Redakteur Tom Steinicke versucht sich im Yoga. Trainerin Stella Wolters zeigt ihm verschiedene Übungen.

Yoga-Expertin Stella Wolters bringt den Menschen aus dem Kreis Euskirchen die indische Philosophie Yoga näher. Unser Redakteur kommt dabei an seine Grenzen.

YOGA. Vier Buchstaben, die mich allein schon wegen des Ypsilons an YMCA und vor allem an YNWA denken lässt. YNWA = You’ll never walk alone. Die Hymne, das Credo des FC Liverpool. Nicht allein sein. Niemals. Es gibt da jemanden, der bei dir ist. Bei mir ist es Stella. Stella Wolters, Yoga-Lehrerin. Ein Spiel dauert 90 Minuten, eine Yoga-Stunde bei der 27-jährigen Wahl-Schmidtheimerin auch.

Doch ist Yoga überhaupt etwas für ehemalige Fußballer im Speziellen, Männer im Allgemeinen? Bin ich dafür nicht viel zu ungelenkig? Die im Kopf zurecht gelegte Liste möglicher Ausreden ist lang und ließe sich beliebig fortsetzen. Doch die 27-Jährige zerlegt meinen Matchplan der Ausreden mit einer simplen Aussage, die für jeden Yoga-Anfänger-Zweifler ein Credo sein könnte.

Yoga-Lehrerin Stella Wolters praktiziert im Kreis Euskirchen

„Zu ungelenkig für Yoga gibt es nicht. Du gehst ja auch nicht nicht duschen, weil du zu schmutzig bist“, sagt die Schmidtheimerin und besiegelt damit mein Schicksal. Also ab in die Jogginghose und auf die Yoga-Matte – beziehungsweise erstmal auf eine Art Yoga-Kissen, das es mir erleichtert, den Schneidersitz halbwegs einzunehmen.

Ich bin von einem klassischen Schneidersitz trotz Kissen dennoch weit entfernt. Und ich fühle mich wie bei einem Festival während der Umbaupausen. Meine Clique saß dabei immer entspannt im Schneidersitz und hatte die Hände frei – beispielsweise um ein Bier zu trinken. Ich musste mich immer auf meine Arme stützen – was nicht heißt, dass ich bei „Rock am Ring“ die ganze Zeit nüchtern geblieben bin.

Beim Aufwärmen, beim Dehnen merke ich schnell, dass ich in den vergangenen Jahren nicht beweglicher geworden bin. Während Wolters im Stehen sich mit ihren Füßen auf die eigenen Handinnenflächen stellen kann, feiere ich den ersten kleinen Erfolg des Abends. Ich komme für den Bruchteil einer Sekunde im Stehen an meine Zehen. „Als ich mit dem Yoga angefangen habe, war das mein Ziel“, erzählt die Yoga-Expertin, die mit 16 Jahren erstmals mit der aus Indien stammenden philosophischen Lehre in Kontakt gekommen ist.

========================================================================

ANFORDERUNG 1: Stimmen die folgenden Aussagen mit dem Seitentext überein? Antworte jeweils mit Ja oder Nein und zitiere die entscheidenden Worte wörtlich. (a) Stella Wolters ist 27 Jahre alt. (b) Eine Yoga-Stunde bei Wolters dauert 60 Minuten. (c) Wolters kam mit 18 Jahren erstmals mit Yoga in Kontakt.
Seitentext und Auflistung sind voneinander unabhängiges Material.

[Einträge aus einem Zeige-Datensatz]
========================================================================

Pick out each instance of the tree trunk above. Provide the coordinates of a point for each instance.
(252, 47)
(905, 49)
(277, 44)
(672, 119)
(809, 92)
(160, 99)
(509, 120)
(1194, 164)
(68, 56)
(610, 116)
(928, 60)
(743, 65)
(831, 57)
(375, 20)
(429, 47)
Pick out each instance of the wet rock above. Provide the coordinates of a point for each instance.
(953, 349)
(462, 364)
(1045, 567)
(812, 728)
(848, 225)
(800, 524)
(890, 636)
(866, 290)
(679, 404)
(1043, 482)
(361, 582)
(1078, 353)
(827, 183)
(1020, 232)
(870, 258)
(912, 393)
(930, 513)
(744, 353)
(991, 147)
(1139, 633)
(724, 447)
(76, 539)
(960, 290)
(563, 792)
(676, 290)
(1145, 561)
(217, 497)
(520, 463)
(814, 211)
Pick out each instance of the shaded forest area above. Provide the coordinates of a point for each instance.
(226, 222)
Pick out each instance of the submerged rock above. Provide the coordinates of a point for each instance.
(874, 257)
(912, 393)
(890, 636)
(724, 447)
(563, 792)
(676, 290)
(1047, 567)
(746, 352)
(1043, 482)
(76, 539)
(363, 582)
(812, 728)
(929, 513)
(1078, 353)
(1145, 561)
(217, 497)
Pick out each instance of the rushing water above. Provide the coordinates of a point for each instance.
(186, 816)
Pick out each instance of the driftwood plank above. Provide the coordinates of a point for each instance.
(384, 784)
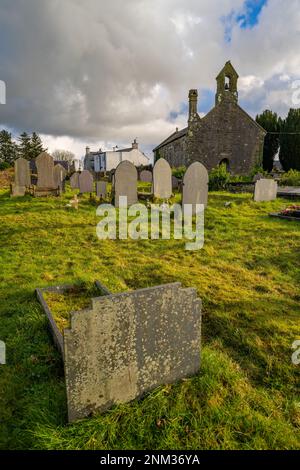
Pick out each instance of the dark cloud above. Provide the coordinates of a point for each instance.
(110, 71)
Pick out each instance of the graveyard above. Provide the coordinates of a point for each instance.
(245, 394)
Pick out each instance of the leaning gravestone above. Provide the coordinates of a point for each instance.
(22, 177)
(175, 182)
(265, 190)
(195, 185)
(125, 183)
(162, 179)
(127, 344)
(146, 176)
(101, 189)
(257, 177)
(86, 182)
(74, 181)
(59, 174)
(45, 168)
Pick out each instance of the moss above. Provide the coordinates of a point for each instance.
(246, 395)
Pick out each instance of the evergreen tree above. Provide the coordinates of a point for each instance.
(271, 123)
(30, 146)
(24, 146)
(290, 141)
(8, 148)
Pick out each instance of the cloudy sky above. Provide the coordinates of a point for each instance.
(99, 73)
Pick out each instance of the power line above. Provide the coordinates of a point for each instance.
(284, 133)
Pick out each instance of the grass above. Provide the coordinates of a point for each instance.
(246, 395)
(61, 304)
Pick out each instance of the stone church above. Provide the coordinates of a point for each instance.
(227, 134)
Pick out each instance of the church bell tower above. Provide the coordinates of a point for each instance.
(227, 84)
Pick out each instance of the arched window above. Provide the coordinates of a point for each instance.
(227, 83)
(225, 162)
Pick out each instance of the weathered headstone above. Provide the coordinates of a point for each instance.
(146, 176)
(127, 344)
(86, 182)
(162, 179)
(125, 183)
(101, 189)
(265, 190)
(22, 177)
(175, 182)
(74, 181)
(195, 185)
(257, 177)
(59, 175)
(45, 168)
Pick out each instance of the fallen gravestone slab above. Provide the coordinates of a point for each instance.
(126, 344)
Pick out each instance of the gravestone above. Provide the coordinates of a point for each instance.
(125, 183)
(45, 168)
(257, 177)
(22, 177)
(74, 181)
(146, 176)
(175, 182)
(86, 182)
(265, 190)
(101, 189)
(59, 174)
(127, 344)
(195, 185)
(162, 179)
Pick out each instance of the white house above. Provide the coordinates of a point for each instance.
(106, 160)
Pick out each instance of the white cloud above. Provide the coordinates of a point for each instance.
(89, 72)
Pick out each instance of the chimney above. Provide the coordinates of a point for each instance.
(193, 98)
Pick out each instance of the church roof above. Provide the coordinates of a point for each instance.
(176, 135)
(228, 69)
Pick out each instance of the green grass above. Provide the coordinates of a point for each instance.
(246, 395)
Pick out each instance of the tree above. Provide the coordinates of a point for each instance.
(64, 155)
(30, 146)
(271, 123)
(8, 148)
(290, 141)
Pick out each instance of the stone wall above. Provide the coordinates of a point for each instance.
(175, 152)
(225, 133)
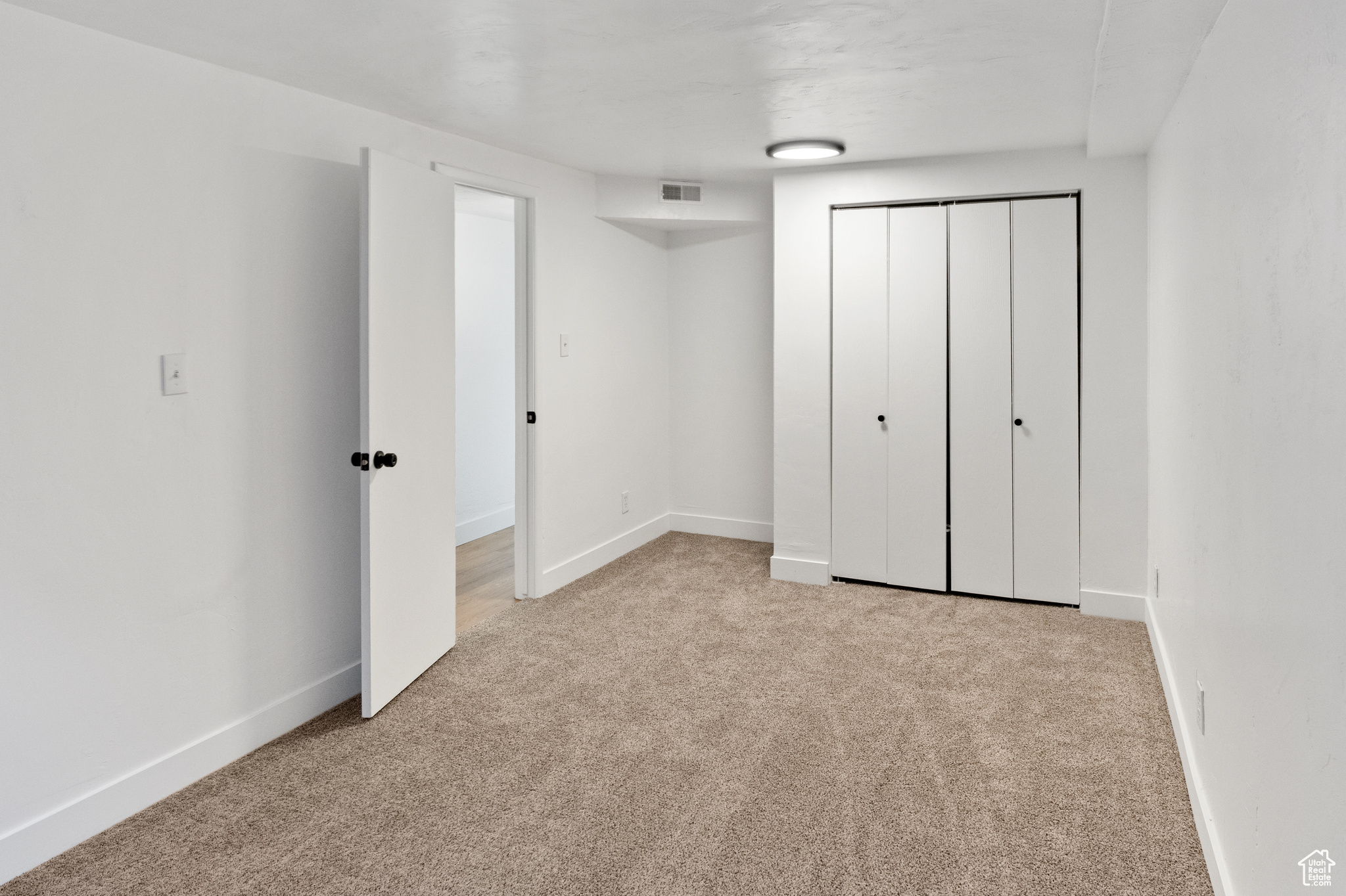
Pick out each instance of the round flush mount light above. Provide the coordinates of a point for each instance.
(805, 150)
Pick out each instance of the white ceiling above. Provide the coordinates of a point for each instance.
(691, 89)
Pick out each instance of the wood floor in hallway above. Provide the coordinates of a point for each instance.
(485, 577)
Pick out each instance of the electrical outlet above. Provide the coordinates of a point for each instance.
(174, 369)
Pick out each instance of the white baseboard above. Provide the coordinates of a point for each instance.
(1195, 789)
(810, 572)
(27, 847)
(1113, 606)
(482, 526)
(607, 552)
(719, 526)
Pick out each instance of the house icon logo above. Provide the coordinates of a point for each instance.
(1318, 868)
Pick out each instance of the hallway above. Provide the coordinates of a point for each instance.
(485, 577)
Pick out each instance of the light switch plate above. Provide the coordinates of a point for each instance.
(175, 374)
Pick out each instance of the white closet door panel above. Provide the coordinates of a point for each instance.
(1046, 397)
(980, 420)
(408, 604)
(917, 407)
(859, 393)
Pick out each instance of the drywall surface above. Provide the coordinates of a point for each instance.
(720, 373)
(485, 365)
(174, 564)
(1112, 487)
(637, 201)
(1247, 422)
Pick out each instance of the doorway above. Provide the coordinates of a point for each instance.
(492, 444)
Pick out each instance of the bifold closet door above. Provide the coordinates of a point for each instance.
(859, 393)
(1046, 400)
(980, 420)
(917, 397)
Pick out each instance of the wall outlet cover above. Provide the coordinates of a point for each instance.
(174, 369)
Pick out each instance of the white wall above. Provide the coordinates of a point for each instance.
(174, 566)
(1247, 418)
(1112, 509)
(637, 200)
(484, 304)
(720, 372)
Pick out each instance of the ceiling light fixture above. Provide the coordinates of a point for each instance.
(805, 150)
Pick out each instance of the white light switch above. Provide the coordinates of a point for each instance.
(175, 374)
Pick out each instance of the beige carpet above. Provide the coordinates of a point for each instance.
(678, 723)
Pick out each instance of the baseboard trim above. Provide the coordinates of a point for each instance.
(1113, 606)
(574, 568)
(1211, 848)
(482, 526)
(809, 572)
(37, 841)
(720, 526)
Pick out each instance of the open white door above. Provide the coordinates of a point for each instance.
(406, 409)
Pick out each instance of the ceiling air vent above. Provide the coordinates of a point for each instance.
(679, 191)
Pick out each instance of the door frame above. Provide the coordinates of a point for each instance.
(1077, 194)
(525, 380)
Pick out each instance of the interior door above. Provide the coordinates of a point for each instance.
(917, 397)
(859, 393)
(1046, 400)
(407, 411)
(980, 420)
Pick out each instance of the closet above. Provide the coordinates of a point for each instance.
(956, 397)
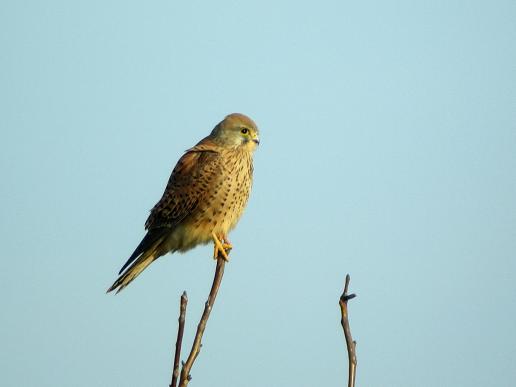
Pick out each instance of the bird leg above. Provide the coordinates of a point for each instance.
(221, 245)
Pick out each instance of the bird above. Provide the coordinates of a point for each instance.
(204, 198)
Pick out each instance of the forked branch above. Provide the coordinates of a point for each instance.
(184, 375)
(179, 341)
(350, 343)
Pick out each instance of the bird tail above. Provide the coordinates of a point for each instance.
(143, 256)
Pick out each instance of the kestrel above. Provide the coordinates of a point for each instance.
(204, 198)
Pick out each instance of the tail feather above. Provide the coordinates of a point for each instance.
(146, 252)
(133, 272)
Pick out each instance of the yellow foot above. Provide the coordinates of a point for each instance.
(220, 247)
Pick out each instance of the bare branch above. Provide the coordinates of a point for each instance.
(350, 343)
(179, 341)
(196, 346)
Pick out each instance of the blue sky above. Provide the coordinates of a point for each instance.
(388, 143)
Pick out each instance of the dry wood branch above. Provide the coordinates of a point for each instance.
(350, 343)
(179, 341)
(196, 346)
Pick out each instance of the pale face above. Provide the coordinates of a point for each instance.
(237, 130)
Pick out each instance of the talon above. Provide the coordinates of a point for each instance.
(220, 248)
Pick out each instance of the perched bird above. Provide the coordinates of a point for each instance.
(204, 198)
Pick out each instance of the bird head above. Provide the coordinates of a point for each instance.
(237, 131)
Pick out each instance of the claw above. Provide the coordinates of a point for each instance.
(221, 248)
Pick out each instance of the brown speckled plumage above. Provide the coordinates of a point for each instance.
(205, 195)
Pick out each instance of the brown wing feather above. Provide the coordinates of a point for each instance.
(188, 185)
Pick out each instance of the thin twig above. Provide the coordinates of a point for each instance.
(179, 341)
(196, 346)
(350, 343)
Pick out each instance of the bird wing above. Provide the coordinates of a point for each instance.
(188, 185)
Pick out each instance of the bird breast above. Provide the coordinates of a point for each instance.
(226, 197)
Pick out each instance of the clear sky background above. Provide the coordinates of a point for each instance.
(388, 151)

========================================================================

ANFORDERUNG 2: Suche aus der Auflistung jede Zeile heraus, in der die Zeichenfolge „switch“ vorkommt, und gib diese Zeilen unverändert wieder.

SCHRIFTLICHE ANTWORT 1:
(a) Ja: „eine Yoga-Stunde bei der 27-jährigen Wahl-Schmidtheimerin auch“
(b) Nein: „Ein Spiel dauert 90 Minuten, eine Yoga-Stunde bei der 27-jährigen Wahl-Schmidtheimerin auch.“
(c) Nein: „die mit 16 Jahren erstmals mit der aus Indien stammenden philosophischen Lehre in Kontakt gekommen ist“

SCHRIFTLICHE ANTWORT 2:
Pick out each instance of the light switch plate above. Provide the coordinates of a point for each instance.
Pick out each instance of the white light switch above. Provide the coordinates of a point for each instance.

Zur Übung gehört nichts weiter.